• [Provided information]
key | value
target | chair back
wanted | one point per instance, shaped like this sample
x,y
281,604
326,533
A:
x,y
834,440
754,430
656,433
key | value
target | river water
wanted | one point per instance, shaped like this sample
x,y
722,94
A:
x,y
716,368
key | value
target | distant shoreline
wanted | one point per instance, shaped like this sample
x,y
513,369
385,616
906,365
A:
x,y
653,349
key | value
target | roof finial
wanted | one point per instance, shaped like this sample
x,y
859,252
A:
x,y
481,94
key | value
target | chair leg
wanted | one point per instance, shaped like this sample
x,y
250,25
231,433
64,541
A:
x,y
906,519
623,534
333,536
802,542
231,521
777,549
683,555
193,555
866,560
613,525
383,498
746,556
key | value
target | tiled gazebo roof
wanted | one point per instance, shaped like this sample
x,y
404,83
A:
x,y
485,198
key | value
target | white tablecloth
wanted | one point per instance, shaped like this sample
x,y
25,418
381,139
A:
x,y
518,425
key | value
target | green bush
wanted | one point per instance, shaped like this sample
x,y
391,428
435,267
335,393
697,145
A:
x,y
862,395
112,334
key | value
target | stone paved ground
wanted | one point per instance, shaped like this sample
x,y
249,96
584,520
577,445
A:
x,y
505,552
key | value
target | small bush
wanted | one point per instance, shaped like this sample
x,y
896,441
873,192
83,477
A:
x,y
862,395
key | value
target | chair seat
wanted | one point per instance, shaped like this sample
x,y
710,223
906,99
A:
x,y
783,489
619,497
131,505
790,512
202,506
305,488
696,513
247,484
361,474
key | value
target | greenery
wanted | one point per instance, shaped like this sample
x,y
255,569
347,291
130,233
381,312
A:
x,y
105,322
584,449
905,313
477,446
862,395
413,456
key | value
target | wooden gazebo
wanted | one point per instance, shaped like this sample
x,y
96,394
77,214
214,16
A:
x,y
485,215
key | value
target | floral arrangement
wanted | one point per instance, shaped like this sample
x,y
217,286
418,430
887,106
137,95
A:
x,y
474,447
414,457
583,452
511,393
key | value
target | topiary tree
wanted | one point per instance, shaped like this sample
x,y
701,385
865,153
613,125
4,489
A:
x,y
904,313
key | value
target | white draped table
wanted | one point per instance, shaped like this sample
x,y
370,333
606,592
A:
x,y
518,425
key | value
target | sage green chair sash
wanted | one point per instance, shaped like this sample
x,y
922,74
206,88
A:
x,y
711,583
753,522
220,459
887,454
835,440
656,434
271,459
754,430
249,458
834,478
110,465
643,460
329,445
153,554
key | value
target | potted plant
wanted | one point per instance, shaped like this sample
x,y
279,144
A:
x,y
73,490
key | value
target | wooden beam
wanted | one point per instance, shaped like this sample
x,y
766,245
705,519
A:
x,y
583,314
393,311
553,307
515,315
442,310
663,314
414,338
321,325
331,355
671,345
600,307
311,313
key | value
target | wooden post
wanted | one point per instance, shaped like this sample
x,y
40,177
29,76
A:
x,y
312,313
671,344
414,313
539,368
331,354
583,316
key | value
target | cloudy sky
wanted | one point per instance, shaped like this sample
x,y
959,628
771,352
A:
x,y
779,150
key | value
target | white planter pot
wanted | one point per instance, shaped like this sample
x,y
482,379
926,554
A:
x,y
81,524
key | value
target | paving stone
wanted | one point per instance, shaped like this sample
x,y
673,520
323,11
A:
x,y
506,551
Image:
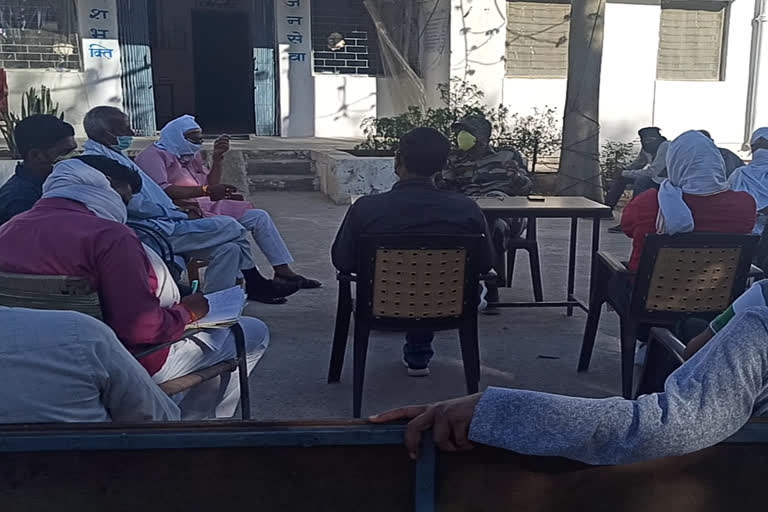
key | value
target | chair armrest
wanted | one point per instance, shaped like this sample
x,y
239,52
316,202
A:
x,y
668,340
346,277
612,263
489,276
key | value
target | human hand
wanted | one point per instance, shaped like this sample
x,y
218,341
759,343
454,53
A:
x,y
220,146
221,191
448,420
197,304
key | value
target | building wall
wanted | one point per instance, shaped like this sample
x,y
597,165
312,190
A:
x,y
719,107
78,92
631,97
342,103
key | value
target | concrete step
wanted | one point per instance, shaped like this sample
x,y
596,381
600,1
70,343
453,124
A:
x,y
278,167
281,182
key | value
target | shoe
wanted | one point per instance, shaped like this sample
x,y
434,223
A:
x,y
414,371
272,301
304,282
641,354
272,292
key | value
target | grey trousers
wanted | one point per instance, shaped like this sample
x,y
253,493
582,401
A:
x,y
220,240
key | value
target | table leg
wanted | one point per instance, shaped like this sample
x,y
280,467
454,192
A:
x,y
572,263
595,248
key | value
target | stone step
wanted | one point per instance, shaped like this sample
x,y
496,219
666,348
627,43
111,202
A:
x,y
278,167
281,182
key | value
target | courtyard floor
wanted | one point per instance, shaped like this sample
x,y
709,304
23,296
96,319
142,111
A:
x,y
531,348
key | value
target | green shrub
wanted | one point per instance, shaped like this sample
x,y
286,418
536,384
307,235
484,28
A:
x,y
32,103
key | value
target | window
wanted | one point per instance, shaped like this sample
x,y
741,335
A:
x,y
537,39
344,39
39,34
692,40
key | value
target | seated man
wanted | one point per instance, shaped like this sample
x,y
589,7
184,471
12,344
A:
x,y
753,178
77,229
695,197
220,240
176,164
731,159
60,366
647,170
479,170
41,141
755,296
704,402
414,205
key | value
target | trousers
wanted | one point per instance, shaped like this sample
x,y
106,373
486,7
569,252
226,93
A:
x,y
216,398
220,240
267,237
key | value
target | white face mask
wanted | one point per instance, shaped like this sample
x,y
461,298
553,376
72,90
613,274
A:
x,y
192,148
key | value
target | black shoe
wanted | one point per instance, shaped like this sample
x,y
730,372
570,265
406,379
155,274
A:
x,y
304,282
276,301
272,292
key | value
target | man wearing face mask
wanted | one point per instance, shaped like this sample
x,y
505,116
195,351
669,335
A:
x,y
220,240
42,140
414,205
478,169
175,163
646,171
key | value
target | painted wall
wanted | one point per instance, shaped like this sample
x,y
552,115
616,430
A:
x,y
631,97
341,104
98,83
719,107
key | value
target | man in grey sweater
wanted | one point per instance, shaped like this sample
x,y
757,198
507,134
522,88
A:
x,y
704,402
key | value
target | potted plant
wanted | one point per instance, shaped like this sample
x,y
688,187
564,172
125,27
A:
x,y
32,102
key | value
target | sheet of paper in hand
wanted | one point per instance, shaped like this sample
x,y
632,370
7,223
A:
x,y
226,307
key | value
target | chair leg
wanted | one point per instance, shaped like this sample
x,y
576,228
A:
x,y
341,332
362,333
593,321
242,370
533,256
511,255
628,343
470,354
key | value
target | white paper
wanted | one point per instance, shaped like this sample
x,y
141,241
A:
x,y
225,306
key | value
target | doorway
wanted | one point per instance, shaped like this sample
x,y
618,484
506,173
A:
x,y
223,71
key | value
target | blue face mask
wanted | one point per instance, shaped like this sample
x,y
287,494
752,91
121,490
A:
x,y
123,142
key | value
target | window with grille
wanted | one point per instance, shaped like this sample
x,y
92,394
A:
x,y
39,34
692,40
537,39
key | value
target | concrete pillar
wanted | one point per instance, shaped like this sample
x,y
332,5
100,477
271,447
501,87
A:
x,y
435,50
297,85
97,21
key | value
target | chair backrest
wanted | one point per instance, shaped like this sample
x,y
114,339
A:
x,y
695,273
415,280
49,293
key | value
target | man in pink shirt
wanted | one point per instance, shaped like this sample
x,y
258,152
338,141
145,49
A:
x,y
175,163
77,229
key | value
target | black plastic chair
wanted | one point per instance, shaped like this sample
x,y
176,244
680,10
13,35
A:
x,y
696,274
530,244
405,283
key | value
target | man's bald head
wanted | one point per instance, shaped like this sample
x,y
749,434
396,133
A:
x,y
105,124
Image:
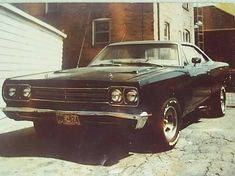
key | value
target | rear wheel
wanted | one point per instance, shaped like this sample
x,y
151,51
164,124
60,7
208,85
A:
x,y
167,123
218,103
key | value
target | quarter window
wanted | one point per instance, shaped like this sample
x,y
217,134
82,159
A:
x,y
101,31
191,52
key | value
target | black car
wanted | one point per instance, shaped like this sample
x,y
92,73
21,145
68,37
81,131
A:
x,y
139,84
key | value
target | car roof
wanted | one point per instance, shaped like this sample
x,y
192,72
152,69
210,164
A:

• [Exercise]
Going through the data above, count each line that contains "step" and give only that figure.

• [Solution to this exercise]
2